» **Directive**
Please reproduce, character for character, the entries from the line that contains "Pick out the horse's eye." through the final line of the entries.

» **Dataset records**
━━━━
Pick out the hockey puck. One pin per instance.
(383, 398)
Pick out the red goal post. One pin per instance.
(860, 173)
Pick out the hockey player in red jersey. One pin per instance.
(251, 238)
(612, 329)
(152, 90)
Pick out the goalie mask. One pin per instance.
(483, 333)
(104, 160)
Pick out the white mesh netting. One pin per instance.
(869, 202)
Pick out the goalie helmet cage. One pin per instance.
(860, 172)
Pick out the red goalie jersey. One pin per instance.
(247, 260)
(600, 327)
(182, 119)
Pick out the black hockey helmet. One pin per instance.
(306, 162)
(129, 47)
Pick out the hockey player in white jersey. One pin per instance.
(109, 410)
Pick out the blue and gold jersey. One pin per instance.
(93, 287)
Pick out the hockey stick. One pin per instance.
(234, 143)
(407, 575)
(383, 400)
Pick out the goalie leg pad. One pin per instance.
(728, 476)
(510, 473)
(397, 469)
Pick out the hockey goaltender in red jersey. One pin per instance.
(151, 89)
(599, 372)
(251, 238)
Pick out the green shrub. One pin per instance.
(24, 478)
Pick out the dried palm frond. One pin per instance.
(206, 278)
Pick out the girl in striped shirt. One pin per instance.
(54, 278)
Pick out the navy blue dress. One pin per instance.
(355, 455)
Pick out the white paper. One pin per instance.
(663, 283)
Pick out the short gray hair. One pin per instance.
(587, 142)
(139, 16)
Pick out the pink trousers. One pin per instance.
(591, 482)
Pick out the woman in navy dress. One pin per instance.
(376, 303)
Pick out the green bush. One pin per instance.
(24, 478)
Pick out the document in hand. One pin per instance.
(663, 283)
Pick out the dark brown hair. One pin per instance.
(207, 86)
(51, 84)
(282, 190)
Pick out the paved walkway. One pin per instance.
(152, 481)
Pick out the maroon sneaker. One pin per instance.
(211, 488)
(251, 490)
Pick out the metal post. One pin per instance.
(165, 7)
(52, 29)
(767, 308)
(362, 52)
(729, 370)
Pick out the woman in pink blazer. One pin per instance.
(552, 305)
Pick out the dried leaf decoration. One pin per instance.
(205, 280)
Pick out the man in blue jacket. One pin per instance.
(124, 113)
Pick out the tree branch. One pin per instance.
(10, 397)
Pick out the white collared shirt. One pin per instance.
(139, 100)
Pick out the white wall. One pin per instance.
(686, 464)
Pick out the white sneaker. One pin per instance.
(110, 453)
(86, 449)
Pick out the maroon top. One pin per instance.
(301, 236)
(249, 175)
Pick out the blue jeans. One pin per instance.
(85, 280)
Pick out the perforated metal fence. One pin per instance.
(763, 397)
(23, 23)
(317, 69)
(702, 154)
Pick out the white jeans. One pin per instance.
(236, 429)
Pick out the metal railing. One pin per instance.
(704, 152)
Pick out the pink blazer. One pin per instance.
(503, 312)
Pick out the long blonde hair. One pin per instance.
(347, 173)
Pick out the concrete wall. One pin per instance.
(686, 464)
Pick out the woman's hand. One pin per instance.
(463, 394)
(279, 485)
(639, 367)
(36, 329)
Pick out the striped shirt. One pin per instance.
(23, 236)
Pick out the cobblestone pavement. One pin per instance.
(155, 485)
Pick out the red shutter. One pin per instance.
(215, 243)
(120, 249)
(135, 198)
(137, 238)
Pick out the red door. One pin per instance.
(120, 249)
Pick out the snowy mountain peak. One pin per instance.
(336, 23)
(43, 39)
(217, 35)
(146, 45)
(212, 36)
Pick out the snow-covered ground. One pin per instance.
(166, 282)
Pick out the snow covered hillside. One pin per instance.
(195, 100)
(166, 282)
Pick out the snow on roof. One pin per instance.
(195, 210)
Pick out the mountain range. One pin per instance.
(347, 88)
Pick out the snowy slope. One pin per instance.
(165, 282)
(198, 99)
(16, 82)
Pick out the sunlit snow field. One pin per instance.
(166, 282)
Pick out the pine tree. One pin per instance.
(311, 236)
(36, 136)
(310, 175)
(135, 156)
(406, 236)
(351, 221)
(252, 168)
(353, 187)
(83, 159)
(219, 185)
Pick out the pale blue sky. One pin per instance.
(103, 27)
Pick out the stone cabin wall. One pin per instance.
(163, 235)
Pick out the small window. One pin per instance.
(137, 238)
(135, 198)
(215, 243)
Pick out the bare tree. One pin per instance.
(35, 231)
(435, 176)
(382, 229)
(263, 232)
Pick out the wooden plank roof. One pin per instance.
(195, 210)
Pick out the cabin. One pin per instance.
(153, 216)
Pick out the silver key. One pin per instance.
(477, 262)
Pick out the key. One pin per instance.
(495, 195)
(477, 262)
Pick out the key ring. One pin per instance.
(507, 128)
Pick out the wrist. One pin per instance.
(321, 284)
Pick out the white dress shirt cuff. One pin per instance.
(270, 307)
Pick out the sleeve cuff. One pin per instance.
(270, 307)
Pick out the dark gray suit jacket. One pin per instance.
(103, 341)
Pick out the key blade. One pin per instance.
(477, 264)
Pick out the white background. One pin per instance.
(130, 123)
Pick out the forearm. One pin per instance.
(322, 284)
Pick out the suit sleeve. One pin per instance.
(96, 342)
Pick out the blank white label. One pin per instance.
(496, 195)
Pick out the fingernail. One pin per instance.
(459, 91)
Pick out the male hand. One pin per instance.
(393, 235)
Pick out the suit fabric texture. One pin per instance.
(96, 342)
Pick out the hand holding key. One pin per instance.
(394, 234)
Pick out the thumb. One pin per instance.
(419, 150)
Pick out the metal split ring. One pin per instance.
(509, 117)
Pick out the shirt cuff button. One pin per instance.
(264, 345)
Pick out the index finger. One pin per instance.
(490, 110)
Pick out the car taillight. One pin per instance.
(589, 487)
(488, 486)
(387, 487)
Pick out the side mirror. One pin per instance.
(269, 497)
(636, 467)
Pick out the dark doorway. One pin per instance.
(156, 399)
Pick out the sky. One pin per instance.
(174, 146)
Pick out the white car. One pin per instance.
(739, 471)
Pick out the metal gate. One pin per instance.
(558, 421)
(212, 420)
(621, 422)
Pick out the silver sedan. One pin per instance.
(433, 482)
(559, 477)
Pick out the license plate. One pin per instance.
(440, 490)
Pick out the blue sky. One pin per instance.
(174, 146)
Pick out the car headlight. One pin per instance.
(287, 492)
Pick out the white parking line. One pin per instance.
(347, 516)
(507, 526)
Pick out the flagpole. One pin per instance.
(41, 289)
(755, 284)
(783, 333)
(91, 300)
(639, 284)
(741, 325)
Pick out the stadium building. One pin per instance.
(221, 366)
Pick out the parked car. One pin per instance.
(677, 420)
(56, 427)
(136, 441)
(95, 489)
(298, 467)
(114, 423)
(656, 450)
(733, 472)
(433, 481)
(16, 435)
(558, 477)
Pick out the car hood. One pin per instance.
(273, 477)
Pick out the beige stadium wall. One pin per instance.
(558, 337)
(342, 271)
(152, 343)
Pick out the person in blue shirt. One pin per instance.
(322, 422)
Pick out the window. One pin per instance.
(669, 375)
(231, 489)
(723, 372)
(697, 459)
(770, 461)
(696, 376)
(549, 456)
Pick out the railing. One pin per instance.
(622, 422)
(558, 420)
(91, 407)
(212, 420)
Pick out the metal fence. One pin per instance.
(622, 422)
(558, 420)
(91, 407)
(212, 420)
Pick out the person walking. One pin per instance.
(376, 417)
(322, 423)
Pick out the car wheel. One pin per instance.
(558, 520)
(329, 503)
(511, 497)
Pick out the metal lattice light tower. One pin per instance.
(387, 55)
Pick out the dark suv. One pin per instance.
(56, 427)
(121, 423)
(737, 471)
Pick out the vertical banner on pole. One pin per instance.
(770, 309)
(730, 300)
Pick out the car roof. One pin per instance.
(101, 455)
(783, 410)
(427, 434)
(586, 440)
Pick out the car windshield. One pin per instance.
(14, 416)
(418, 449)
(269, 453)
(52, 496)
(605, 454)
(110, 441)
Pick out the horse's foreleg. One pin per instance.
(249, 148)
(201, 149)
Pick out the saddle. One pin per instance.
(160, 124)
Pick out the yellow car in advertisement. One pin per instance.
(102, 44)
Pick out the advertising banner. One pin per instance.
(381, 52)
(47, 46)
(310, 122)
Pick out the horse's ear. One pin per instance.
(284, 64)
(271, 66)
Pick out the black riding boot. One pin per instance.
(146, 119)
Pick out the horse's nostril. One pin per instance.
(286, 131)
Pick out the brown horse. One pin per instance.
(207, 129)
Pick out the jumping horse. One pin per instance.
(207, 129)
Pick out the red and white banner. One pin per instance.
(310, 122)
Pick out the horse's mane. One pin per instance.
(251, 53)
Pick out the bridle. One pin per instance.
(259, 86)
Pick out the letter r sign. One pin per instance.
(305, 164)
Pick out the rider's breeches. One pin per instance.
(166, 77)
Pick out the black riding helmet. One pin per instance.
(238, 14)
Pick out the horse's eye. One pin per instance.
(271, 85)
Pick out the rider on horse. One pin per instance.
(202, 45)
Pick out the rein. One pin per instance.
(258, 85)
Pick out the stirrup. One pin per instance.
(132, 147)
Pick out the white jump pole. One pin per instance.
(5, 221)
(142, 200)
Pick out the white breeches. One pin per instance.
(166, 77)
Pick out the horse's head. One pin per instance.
━━━━
» **Solved exercise**
Pick out the horse's eye. One pin per instance.
(271, 85)
Pick out the rider on horse. One pin per instance.
(202, 45)
Pick out the rein. One pin per instance.
(258, 85)
Pick out the stirrup. One pin per instance.
(132, 147)
Pick out the white jump pole. One pin per instance.
(5, 221)
(142, 200)
Pick out the white breeches. One pin per instance.
(166, 77)
Pick out the horse's head. One pin per instance.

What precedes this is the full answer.